### Exercise objective
The result should be the lines from the one holding "Can you find the white" to the final line of the records, retyped exactly.
****
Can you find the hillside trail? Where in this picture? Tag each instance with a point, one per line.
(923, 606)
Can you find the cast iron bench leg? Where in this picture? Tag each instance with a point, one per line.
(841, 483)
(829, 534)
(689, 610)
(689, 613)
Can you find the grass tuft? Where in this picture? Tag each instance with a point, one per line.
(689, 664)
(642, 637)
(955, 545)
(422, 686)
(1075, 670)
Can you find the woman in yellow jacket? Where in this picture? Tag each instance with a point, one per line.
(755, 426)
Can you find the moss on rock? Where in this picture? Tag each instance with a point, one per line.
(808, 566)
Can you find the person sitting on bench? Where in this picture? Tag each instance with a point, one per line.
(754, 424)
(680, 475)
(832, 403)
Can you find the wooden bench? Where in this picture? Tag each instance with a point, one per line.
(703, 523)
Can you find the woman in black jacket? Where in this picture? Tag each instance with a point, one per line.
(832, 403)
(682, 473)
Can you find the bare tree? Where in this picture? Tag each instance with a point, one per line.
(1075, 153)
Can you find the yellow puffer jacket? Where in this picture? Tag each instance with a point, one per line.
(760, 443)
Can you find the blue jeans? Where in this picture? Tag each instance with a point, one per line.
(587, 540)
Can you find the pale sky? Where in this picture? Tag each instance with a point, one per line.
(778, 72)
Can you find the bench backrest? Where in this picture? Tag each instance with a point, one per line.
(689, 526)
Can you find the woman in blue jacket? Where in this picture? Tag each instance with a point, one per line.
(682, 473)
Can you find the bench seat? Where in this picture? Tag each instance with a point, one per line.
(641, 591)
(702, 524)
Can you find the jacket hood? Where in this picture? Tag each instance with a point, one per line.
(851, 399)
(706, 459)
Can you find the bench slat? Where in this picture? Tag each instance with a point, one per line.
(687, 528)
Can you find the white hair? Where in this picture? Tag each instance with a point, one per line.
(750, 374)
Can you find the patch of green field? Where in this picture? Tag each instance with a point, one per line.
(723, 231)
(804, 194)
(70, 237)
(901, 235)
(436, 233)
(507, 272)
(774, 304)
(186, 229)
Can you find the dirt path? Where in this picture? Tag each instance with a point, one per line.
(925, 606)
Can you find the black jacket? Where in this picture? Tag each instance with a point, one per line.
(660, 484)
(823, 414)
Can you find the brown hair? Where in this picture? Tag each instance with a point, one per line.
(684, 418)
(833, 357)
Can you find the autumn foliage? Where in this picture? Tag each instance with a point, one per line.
****
### Solution for this exercise
Can you find the white hair? Where in this picture? Tag each instance with a point, one per line.
(750, 374)
Can you find the patch of green field? Where in this picture? Tag each instance with a point, one per line.
(723, 231)
(804, 194)
(70, 237)
(901, 235)
(436, 233)
(507, 272)
(774, 304)
(186, 229)
Can you find the dirt path? Where in this picture? Tag each instance with a point, one per line.
(925, 606)
Can you find the black jacket? Where in this picture? Tag each instance with a point, one per line.
(660, 484)
(823, 414)
Can you find the brown hair? Where in this picture? Tag each instance with a point, one per line.
(684, 418)
(833, 357)
Can you find the autumn foliage? Where in this picture? Tag each instance with a point, one per line.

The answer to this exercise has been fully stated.